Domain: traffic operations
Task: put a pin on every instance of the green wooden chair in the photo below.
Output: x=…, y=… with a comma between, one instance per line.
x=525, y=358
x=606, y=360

----

**OBJECTIVE:** Copy out the material above word for word, keeping every line in its original order.

**EXERCISE ANSWER:**
Domain: traffic operations
Task: put a pin on every instance of the green wooden chair in the photo below.
Output: x=…, y=… with a comma between, one instance per line.
x=525, y=358
x=606, y=360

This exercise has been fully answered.